• [EXERCISE REQUIREMENTS]: Reproduce everything in the data below from the line containing "The grounding module" down to the line containing "(0, 153), (54, 167)", both lines included. Raise each coordinate in the answers by 36, leave all other numbers unchanged, and omit the pictures.

• [INPUT]:
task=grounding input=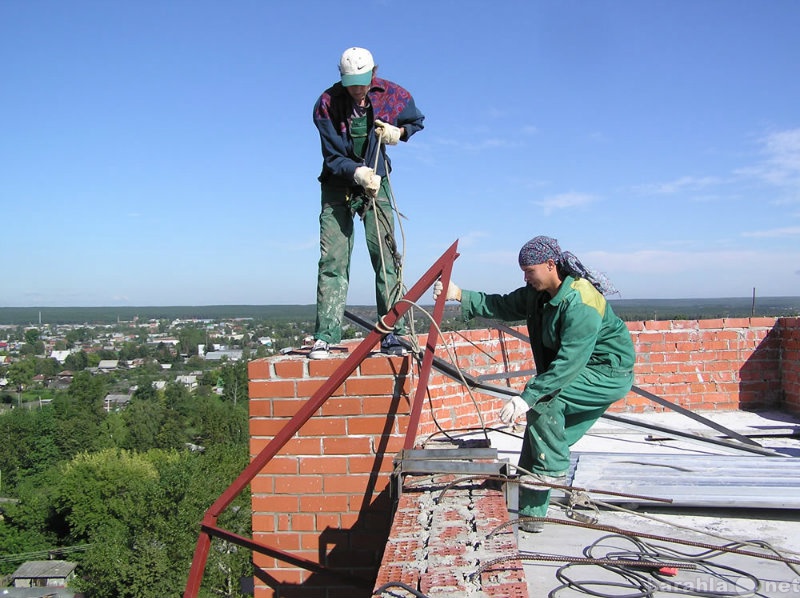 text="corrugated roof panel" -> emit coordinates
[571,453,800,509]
==
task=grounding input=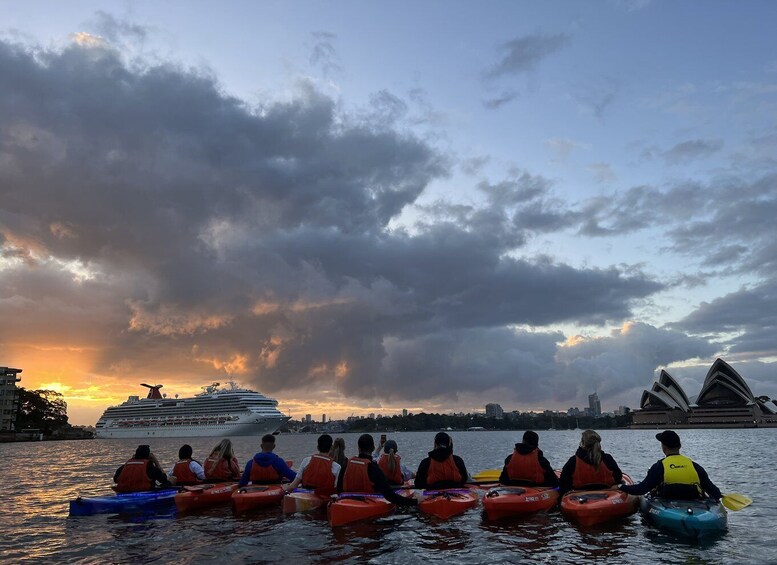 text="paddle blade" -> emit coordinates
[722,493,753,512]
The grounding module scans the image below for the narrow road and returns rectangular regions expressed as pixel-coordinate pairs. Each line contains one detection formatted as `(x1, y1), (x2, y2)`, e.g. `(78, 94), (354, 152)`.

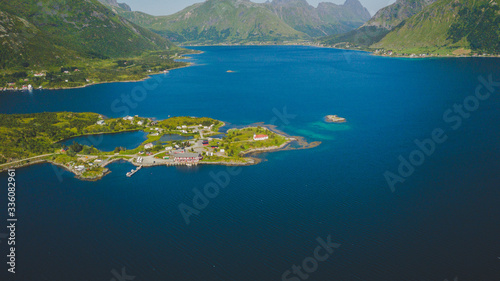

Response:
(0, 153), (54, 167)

• [RESPONSE TO THE TASK]:
The grounding module scans the image below for the narrow road and returns rectangular regions expressed as pixel-coordinate pairs. Each line contains one detection formatted as `(x1, y1), (x2, y2)`, e.g. `(78, 94), (354, 152)`.


Response:
(36, 189), (90, 203)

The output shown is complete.